* Annotierte Koordinatendatensätze:
● ● ●
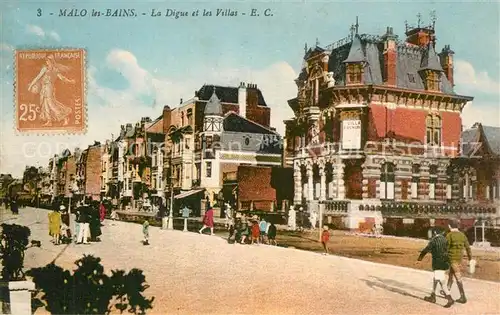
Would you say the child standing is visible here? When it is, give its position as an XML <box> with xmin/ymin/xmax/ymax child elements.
<box><xmin>321</xmin><ymin>225</ymin><xmax>330</xmax><ymax>255</ymax></box>
<box><xmin>142</xmin><ymin>220</ymin><xmax>149</xmax><ymax>245</ymax></box>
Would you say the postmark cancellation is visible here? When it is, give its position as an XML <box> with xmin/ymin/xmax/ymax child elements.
<box><xmin>14</xmin><ymin>49</ymin><xmax>87</xmax><ymax>134</ymax></box>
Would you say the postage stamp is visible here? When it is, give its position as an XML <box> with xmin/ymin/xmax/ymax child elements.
<box><xmin>15</xmin><ymin>49</ymin><xmax>86</xmax><ymax>134</ymax></box>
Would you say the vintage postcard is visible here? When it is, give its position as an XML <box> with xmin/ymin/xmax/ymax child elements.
<box><xmin>0</xmin><ymin>0</ymin><xmax>500</xmax><ymax>315</ymax></box>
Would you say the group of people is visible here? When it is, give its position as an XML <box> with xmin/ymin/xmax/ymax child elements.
<box><xmin>228</xmin><ymin>217</ymin><xmax>278</xmax><ymax>245</ymax></box>
<box><xmin>417</xmin><ymin>221</ymin><xmax>475</xmax><ymax>308</ymax></box>
<box><xmin>48</xmin><ymin>197</ymin><xmax>106</xmax><ymax>245</ymax></box>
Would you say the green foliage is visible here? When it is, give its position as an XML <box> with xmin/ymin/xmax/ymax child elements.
<box><xmin>28</xmin><ymin>255</ymin><xmax>154</xmax><ymax>314</ymax></box>
<box><xmin>0</xmin><ymin>223</ymin><xmax>31</xmax><ymax>281</ymax></box>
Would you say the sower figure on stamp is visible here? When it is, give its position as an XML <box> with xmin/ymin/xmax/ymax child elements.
<box><xmin>417</xmin><ymin>229</ymin><xmax>454</xmax><ymax>308</ymax></box>
<box><xmin>28</xmin><ymin>55</ymin><xmax>75</xmax><ymax>126</ymax></box>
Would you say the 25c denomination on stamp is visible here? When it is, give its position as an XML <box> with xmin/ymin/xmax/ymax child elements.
<box><xmin>15</xmin><ymin>49</ymin><xmax>86</xmax><ymax>133</ymax></box>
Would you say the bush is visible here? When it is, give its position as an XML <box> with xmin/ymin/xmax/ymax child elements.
<box><xmin>0</xmin><ymin>224</ymin><xmax>31</xmax><ymax>281</ymax></box>
<box><xmin>27</xmin><ymin>256</ymin><xmax>154</xmax><ymax>314</ymax></box>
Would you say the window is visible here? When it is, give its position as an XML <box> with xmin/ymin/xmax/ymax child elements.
<box><xmin>380</xmin><ymin>163</ymin><xmax>395</xmax><ymax>200</ymax></box>
<box><xmin>425</xmin><ymin>115</ymin><xmax>441</xmax><ymax>146</ymax></box>
<box><xmin>347</xmin><ymin>63</ymin><xmax>363</xmax><ymax>84</ymax></box>
<box><xmin>408</xmin><ymin>73</ymin><xmax>415</xmax><ymax>83</ymax></box>
<box><xmin>411</xmin><ymin>164</ymin><xmax>420</xmax><ymax>199</ymax></box>
<box><xmin>425</xmin><ymin>70</ymin><xmax>440</xmax><ymax>91</ymax></box>
<box><xmin>206</xmin><ymin>162</ymin><xmax>212</xmax><ymax>177</ymax></box>
<box><xmin>187</xmin><ymin>108</ymin><xmax>193</xmax><ymax>125</ymax></box>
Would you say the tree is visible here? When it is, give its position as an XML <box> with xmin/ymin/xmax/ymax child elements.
<box><xmin>27</xmin><ymin>255</ymin><xmax>154</xmax><ymax>314</ymax></box>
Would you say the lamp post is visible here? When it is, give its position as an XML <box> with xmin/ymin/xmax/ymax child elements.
<box><xmin>167</xmin><ymin>152</ymin><xmax>174</xmax><ymax>230</ymax></box>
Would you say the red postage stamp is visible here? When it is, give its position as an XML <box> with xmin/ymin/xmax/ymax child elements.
<box><xmin>15</xmin><ymin>49</ymin><xmax>86</xmax><ymax>133</ymax></box>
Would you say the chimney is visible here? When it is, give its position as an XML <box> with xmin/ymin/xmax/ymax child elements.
<box><xmin>383</xmin><ymin>26</ymin><xmax>397</xmax><ymax>86</ymax></box>
<box><xmin>439</xmin><ymin>45</ymin><xmax>455</xmax><ymax>86</ymax></box>
<box><xmin>163</xmin><ymin>105</ymin><xmax>172</xmax><ymax>134</ymax></box>
<box><xmin>238</xmin><ymin>82</ymin><xmax>250</xmax><ymax>118</ymax></box>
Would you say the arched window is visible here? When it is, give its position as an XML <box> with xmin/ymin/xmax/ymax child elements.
<box><xmin>425</xmin><ymin>115</ymin><xmax>441</xmax><ymax>145</ymax></box>
<box><xmin>411</xmin><ymin>164</ymin><xmax>420</xmax><ymax>199</ymax></box>
<box><xmin>380</xmin><ymin>162</ymin><xmax>395</xmax><ymax>200</ymax></box>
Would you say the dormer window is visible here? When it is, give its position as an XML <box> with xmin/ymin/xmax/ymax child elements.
<box><xmin>346</xmin><ymin>63</ymin><xmax>363</xmax><ymax>84</ymax></box>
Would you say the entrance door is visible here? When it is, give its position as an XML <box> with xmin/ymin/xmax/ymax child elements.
<box><xmin>344</xmin><ymin>165</ymin><xmax>363</xmax><ymax>199</ymax></box>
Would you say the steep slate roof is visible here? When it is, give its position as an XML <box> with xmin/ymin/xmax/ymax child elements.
<box><xmin>196</xmin><ymin>85</ymin><xmax>267</xmax><ymax>106</ymax></box>
<box><xmin>322</xmin><ymin>34</ymin><xmax>455</xmax><ymax>94</ymax></box>
<box><xmin>223</xmin><ymin>112</ymin><xmax>278</xmax><ymax>134</ymax></box>
<box><xmin>461</xmin><ymin>123</ymin><xmax>500</xmax><ymax>156</ymax></box>
<box><xmin>205</xmin><ymin>90</ymin><xmax>222</xmax><ymax>116</ymax></box>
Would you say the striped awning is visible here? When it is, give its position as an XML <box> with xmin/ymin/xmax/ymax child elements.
<box><xmin>174</xmin><ymin>188</ymin><xmax>205</xmax><ymax>199</ymax></box>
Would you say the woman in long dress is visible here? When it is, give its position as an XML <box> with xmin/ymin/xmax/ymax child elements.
<box><xmin>28</xmin><ymin>55</ymin><xmax>75</xmax><ymax>126</ymax></box>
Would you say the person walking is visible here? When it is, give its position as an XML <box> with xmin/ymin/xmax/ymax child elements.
<box><xmin>142</xmin><ymin>220</ymin><xmax>149</xmax><ymax>245</ymax></box>
<box><xmin>417</xmin><ymin>229</ymin><xmax>455</xmax><ymax>308</ymax></box>
<box><xmin>59</xmin><ymin>205</ymin><xmax>71</xmax><ymax>244</ymax></box>
<box><xmin>10</xmin><ymin>195</ymin><xmax>19</xmax><ymax>214</ymax></box>
<box><xmin>321</xmin><ymin>225</ymin><xmax>330</xmax><ymax>255</ymax></box>
<box><xmin>446</xmin><ymin>220</ymin><xmax>472</xmax><ymax>304</ymax></box>
<box><xmin>198</xmin><ymin>207</ymin><xmax>214</xmax><ymax>235</ymax></box>
<box><xmin>267</xmin><ymin>222</ymin><xmax>278</xmax><ymax>245</ymax></box>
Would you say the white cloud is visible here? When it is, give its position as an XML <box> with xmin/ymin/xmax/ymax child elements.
<box><xmin>455</xmin><ymin>60</ymin><xmax>500</xmax><ymax>94</ymax></box>
<box><xmin>0</xmin><ymin>49</ymin><xmax>296</xmax><ymax>176</ymax></box>
<box><xmin>26</xmin><ymin>24</ymin><xmax>61</xmax><ymax>42</ymax></box>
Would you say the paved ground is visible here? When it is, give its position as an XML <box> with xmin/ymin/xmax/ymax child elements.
<box><xmin>9</xmin><ymin>208</ymin><xmax>500</xmax><ymax>314</ymax></box>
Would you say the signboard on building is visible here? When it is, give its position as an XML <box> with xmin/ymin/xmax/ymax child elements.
<box><xmin>342</xmin><ymin>119</ymin><xmax>361</xmax><ymax>150</ymax></box>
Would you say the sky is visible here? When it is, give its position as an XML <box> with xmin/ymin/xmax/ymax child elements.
<box><xmin>0</xmin><ymin>0</ymin><xmax>500</xmax><ymax>176</ymax></box>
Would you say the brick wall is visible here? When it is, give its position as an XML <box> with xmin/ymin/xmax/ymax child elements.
<box><xmin>85</xmin><ymin>146</ymin><xmax>102</xmax><ymax>199</ymax></box>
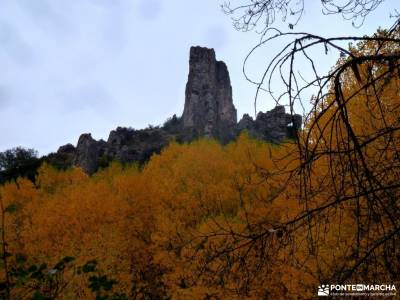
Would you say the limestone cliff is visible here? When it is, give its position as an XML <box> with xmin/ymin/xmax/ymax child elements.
<box><xmin>48</xmin><ymin>47</ymin><xmax>301</xmax><ymax>174</ymax></box>
<box><xmin>182</xmin><ymin>47</ymin><xmax>236</xmax><ymax>142</ymax></box>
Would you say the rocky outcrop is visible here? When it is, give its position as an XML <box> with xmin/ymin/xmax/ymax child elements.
<box><xmin>237</xmin><ymin>105</ymin><xmax>302</xmax><ymax>143</ymax></box>
<box><xmin>48</xmin><ymin>47</ymin><xmax>301</xmax><ymax>174</ymax></box>
<box><xmin>105</xmin><ymin>127</ymin><xmax>171</xmax><ymax>163</ymax></box>
<box><xmin>182</xmin><ymin>47</ymin><xmax>237</xmax><ymax>142</ymax></box>
<box><xmin>73</xmin><ymin>133</ymin><xmax>107</xmax><ymax>174</ymax></box>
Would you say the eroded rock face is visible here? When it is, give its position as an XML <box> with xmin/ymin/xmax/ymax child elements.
<box><xmin>73</xmin><ymin>133</ymin><xmax>106</xmax><ymax>174</ymax></box>
<box><xmin>182</xmin><ymin>47</ymin><xmax>237</xmax><ymax>142</ymax></box>
<box><xmin>238</xmin><ymin>105</ymin><xmax>302</xmax><ymax>143</ymax></box>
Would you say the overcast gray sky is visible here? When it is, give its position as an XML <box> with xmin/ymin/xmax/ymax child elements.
<box><xmin>0</xmin><ymin>0</ymin><xmax>399</xmax><ymax>154</ymax></box>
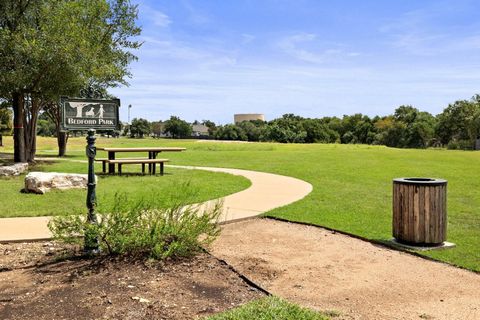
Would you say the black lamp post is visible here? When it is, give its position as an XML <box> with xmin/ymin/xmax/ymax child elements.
<box><xmin>84</xmin><ymin>129</ymin><xmax>100</xmax><ymax>254</ymax></box>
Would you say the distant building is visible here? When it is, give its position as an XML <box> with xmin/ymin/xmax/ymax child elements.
<box><xmin>233</xmin><ymin>113</ymin><xmax>265</xmax><ymax>123</ymax></box>
<box><xmin>192</xmin><ymin>124</ymin><xmax>208</xmax><ymax>137</ymax></box>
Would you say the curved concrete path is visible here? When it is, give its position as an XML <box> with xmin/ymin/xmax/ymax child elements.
<box><xmin>0</xmin><ymin>166</ymin><xmax>313</xmax><ymax>242</ymax></box>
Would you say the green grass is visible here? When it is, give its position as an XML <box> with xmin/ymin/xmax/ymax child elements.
<box><xmin>205</xmin><ymin>297</ymin><xmax>328</xmax><ymax>320</ymax></box>
<box><xmin>0</xmin><ymin>161</ymin><xmax>250</xmax><ymax>217</ymax></box>
<box><xmin>0</xmin><ymin>138</ymin><xmax>480</xmax><ymax>271</ymax></box>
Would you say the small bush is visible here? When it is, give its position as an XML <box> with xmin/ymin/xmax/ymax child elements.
<box><xmin>447</xmin><ymin>140</ymin><xmax>473</xmax><ymax>150</ymax></box>
<box><xmin>49</xmin><ymin>189</ymin><xmax>222</xmax><ymax>259</ymax></box>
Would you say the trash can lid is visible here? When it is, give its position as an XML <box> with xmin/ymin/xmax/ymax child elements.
<box><xmin>393</xmin><ymin>177</ymin><xmax>447</xmax><ymax>186</ymax></box>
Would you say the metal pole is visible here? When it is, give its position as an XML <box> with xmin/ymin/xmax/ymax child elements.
<box><xmin>84</xmin><ymin>129</ymin><xmax>100</xmax><ymax>254</ymax></box>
● ● ●
* DIE AUFGABE: Gib die Zeilen von der Zeile mit "Would you say the metal" bis einschließlich zum Ende der Datensätze als JSON-Liste von Strings aus, je Zeile ein String, ohne Leerzeilen.

* LÖSUNG DER AUFGABE:
[
  "Would you say the metal pole is visible here? When it is, give its position as an XML <box> with xmin/ymin/xmax/ymax child elements.",
  "<box><xmin>84</xmin><ymin>129</ymin><xmax>100</xmax><ymax>254</ymax></box>"
]